__Complete the following__.
[1] Translate into Spanish this sentence from the sled-on-an-incline solution below: "The gravitational acceleration is negative because it is downwards."
[2] Extend the sled-on-an-incline solution below, picking up after its final line.

__Reading text__.
>>>>>

Question from Linear Kinetics

Let

f = 0.10 be the coefficient of friction,

θ be the angle between the incline and the horizontal,

m (unknown) be the mass of the sled,

a (to be computed) be the acceleration of the sled,

g = -9.81 m/s² be gravitational acceleration.

(The gravitational acceleration is negative because it is downwards.)

We are given the incline to be 8%, which means

sin(θ) = 0.08

a)

Please draw a diagram.

The sled is subject to three forces:

1) the force of gravity -- mg.

This force can be decomposed into the vector sum of

a force parallel to the incline -- mgsin(θ), and

a force perpendicular to the incline -- mgcos(θ).

2) The normal force of the ground -- mgcos(θ).

3) Downward force of friction -- mgcos(θ)f.

<<<<<

__Material__.
>>>>>

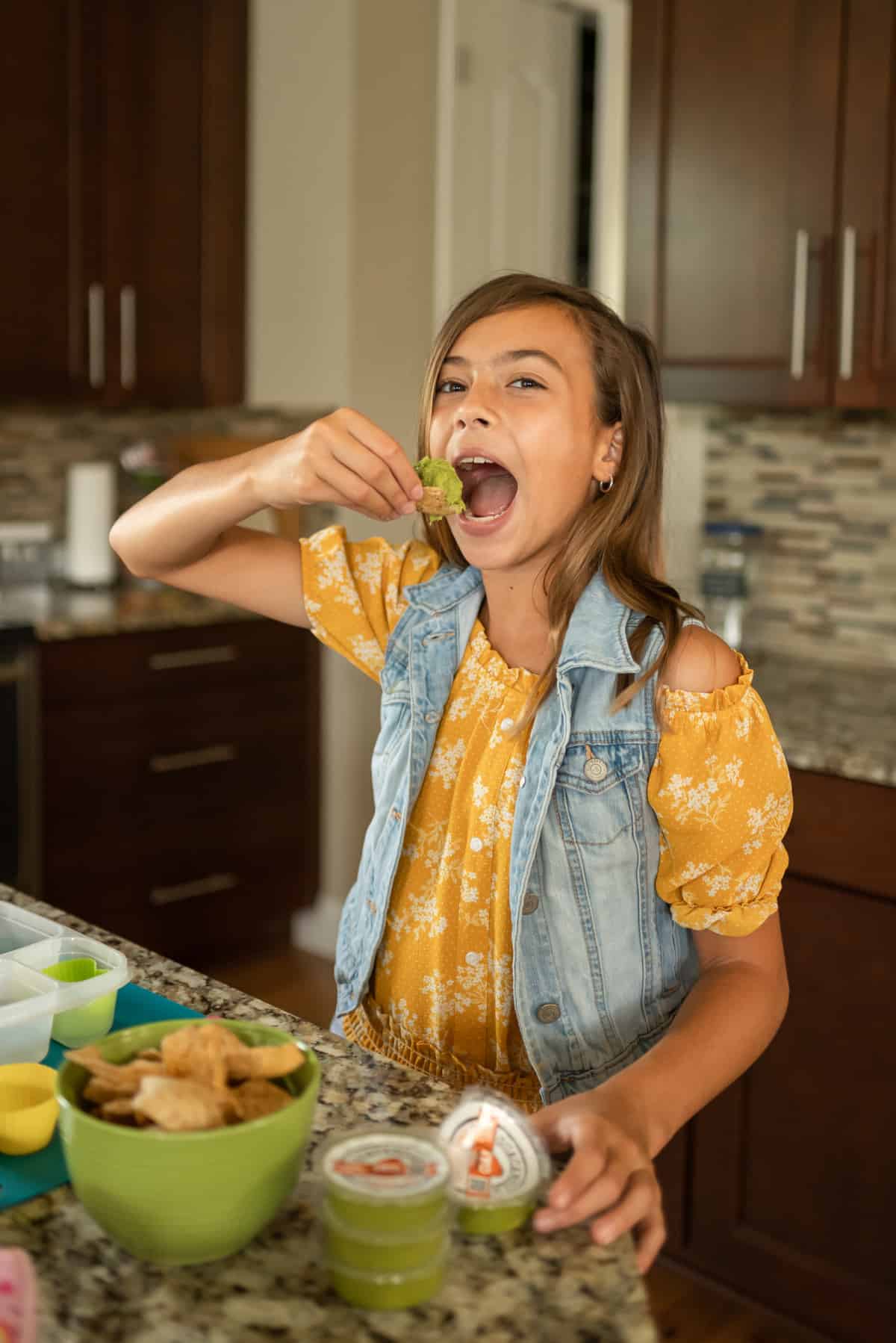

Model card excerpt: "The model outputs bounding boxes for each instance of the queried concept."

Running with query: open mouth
[454,456,517,522]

<<<<<

__Task-by-task results__.
[1] La aceleración gravitatoria es negativa porque está dirigida hacia abajo.

[2]
The net force parallel to the ground is the sum

F = mgsin(θ) + mgcos(θ)f

By Newton's second law the sled is subject to acceleration

a = F/m = gsin(θ) + gcos(θ)f

= g(sin(θ) + f√(1 - sin²(θ))

= 9.81×(0.08 + 0.1×√(1 - 0.08²)) = -1.76 m/s²

b)

Let

v = 60 km/h = 60,000m/3600s = 50/3 m/s be the initial velocity

t (unknown) be the time at which the sled's velocity becomes 0,

s (to be computed) be the distance the sled travels by the time t.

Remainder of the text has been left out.